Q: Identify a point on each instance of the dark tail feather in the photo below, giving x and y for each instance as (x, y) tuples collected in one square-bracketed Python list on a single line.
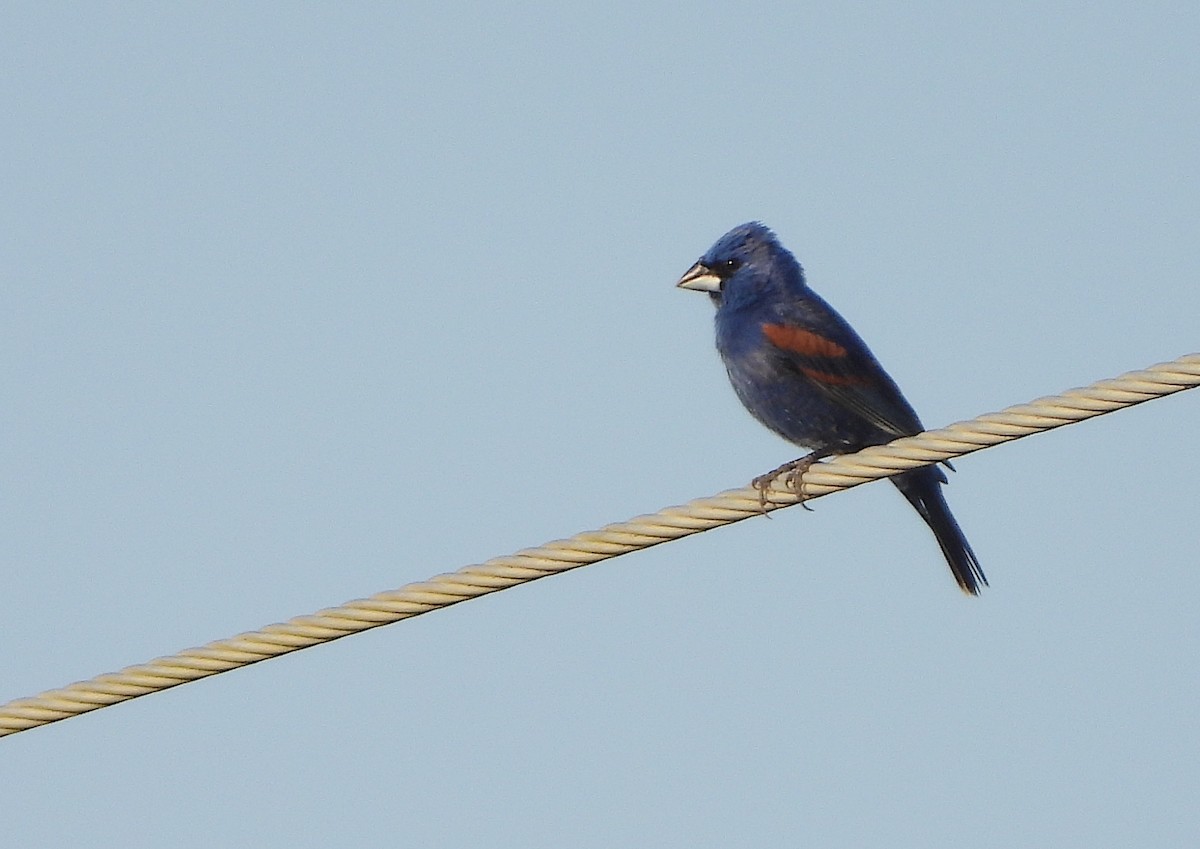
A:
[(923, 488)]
+===+
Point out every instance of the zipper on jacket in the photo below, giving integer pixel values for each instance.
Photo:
+===+
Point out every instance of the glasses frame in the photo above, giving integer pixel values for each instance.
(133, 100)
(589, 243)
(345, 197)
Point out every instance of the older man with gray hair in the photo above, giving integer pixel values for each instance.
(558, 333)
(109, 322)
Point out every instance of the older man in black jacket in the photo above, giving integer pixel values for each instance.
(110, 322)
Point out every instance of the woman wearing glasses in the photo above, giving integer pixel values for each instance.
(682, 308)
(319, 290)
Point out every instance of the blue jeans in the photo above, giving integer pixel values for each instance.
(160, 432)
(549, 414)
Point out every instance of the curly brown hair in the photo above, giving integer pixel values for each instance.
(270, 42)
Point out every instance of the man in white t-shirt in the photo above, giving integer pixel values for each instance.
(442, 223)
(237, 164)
+===+
▸ DIRECTIONS: Rescale the lines between the one holding "Q: Identify a" and the one holding "[(923, 488)]", inclusive, reproducing them in full with every point coordinate in the answers multiplied by 1.5 and rounded to whole numbers, halves up. Leave the requests unchanged and omit the pictures.

▸ WORKED SOLUTION:
Q: Identify a point on each instance of the dark tail feather in the photo below, giving x and y for each instance as (x, y) tuples collected in one square-bracketed Python list on a single line.
A:
[(1385, 732)]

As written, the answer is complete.